Task brief: Nothing should be left out. Give all the data again exactly as written.

[[ Exercise materials open ]]

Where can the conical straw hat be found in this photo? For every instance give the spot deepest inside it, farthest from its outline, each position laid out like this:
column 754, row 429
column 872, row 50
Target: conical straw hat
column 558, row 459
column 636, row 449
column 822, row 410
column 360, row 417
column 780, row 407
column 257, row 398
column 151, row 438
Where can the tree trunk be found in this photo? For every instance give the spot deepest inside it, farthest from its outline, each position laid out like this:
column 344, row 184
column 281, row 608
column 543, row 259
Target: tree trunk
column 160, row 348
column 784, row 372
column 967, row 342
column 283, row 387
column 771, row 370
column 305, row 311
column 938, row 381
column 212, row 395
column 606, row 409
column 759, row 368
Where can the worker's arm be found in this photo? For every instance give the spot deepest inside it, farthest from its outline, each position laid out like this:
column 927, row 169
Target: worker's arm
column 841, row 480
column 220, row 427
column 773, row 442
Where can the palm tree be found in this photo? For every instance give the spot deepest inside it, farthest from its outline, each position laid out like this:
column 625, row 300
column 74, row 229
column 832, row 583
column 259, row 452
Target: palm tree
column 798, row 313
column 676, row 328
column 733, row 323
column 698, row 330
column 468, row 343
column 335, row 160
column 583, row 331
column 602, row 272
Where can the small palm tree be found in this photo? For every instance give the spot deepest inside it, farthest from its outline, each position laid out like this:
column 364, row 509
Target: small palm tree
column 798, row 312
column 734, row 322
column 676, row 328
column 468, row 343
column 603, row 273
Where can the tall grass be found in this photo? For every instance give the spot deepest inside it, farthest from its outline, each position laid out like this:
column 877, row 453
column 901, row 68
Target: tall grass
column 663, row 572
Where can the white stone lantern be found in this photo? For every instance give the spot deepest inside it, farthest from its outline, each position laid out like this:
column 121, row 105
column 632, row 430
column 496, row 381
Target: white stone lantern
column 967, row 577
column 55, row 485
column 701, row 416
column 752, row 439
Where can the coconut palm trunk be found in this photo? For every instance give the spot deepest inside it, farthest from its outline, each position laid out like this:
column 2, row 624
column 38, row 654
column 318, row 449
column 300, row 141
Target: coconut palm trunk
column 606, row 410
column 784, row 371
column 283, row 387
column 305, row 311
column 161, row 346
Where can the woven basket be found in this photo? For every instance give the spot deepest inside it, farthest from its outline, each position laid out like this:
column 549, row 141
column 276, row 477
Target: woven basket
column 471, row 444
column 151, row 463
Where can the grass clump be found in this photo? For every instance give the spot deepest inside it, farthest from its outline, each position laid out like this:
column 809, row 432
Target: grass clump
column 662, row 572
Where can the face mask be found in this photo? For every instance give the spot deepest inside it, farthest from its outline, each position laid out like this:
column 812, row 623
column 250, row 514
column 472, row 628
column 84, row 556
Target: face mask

[[ Exercise materials closed ]]

Task solution:
Where can the conical straw hat be found in this photo? For every instance give the spot deepest inside it, farthest from its outline, each position laid out like this:
column 754, row 429
column 872, row 50
Target: conical straw hat
column 558, row 459
column 636, row 449
column 822, row 410
column 360, row 417
column 780, row 407
column 257, row 398
column 151, row 438
Where can the tree trunk be found in this photo? For every instance give the spot deepest inside it, farthest from its outline, each position laid out like this:
column 344, row 184
column 281, row 608
column 543, row 259
Target: tree trunk
column 160, row 348
column 784, row 372
column 967, row 342
column 283, row 387
column 771, row 370
column 305, row 311
column 938, row 381
column 212, row 395
column 606, row 409
column 759, row 368
Where can the worker's arm be found in this photo? For every instance give the spot deepest inside it, farthest from its outline, each position laid out like this:
column 927, row 169
Target: worker's arm
column 841, row 480
column 220, row 427
column 773, row 442
Where can the palm tree be found in this photo? For every instance give the spot deepest inside it, farthest from its outline, each position laid out like this:
column 625, row 300
column 74, row 229
column 832, row 583
column 259, row 452
Target: palm tree
column 798, row 313
column 676, row 328
column 733, row 323
column 698, row 330
column 468, row 343
column 335, row 160
column 583, row 331
column 602, row 272
Where can the small palm tree be found in this photo? For every instance give the spot deepest inside it, farthest from its outline, each position laid out like this:
column 364, row 509
Target: small palm tree
column 798, row 312
column 734, row 322
column 676, row 328
column 468, row 343
column 603, row 273
Where can the tall grass be found in this photo? For every instance give the spot deepest inside it, farthest from its outline, each position laid out like this:
column 877, row 453
column 901, row 68
Target: tall grass
column 663, row 572
Where can the white stone lantern be found in this photo? For every instance give the spot deepest inside it, farthest from its outline, each position laid out like this:
column 121, row 105
column 632, row 430
column 496, row 381
Target: white stone lantern
column 967, row 577
column 55, row 485
column 701, row 416
column 752, row 439
Where can the coconut palm trunk be found in this photo? For every instance give the spot deepest inside it, farthest from its outline, each position laid out like this:
column 2, row 624
column 38, row 654
column 318, row 449
column 300, row 141
Target: coconut palm trunk
column 606, row 410
column 784, row 371
column 283, row 387
column 305, row 311
column 161, row 346
Where can the woven basket be found in this photo? For every instance give the spot deepest inside it, farthest from its outline, each position laid out like this:
column 549, row 141
column 276, row 477
Target: woven basket
column 471, row 444
column 151, row 463
Where can the grass clump be found in this photo? For every instance give the spot deepest inside it, farthest from its outline, each position laid out like this:
column 809, row 432
Target: grass clump
column 662, row 572
Where can the face mask be found in this photo? For every instance give the spot deepest inside it, farthest from its outline, each position laid out like this:
column 812, row 623
column 250, row 514
column 472, row 628
column 84, row 556
Target: face mask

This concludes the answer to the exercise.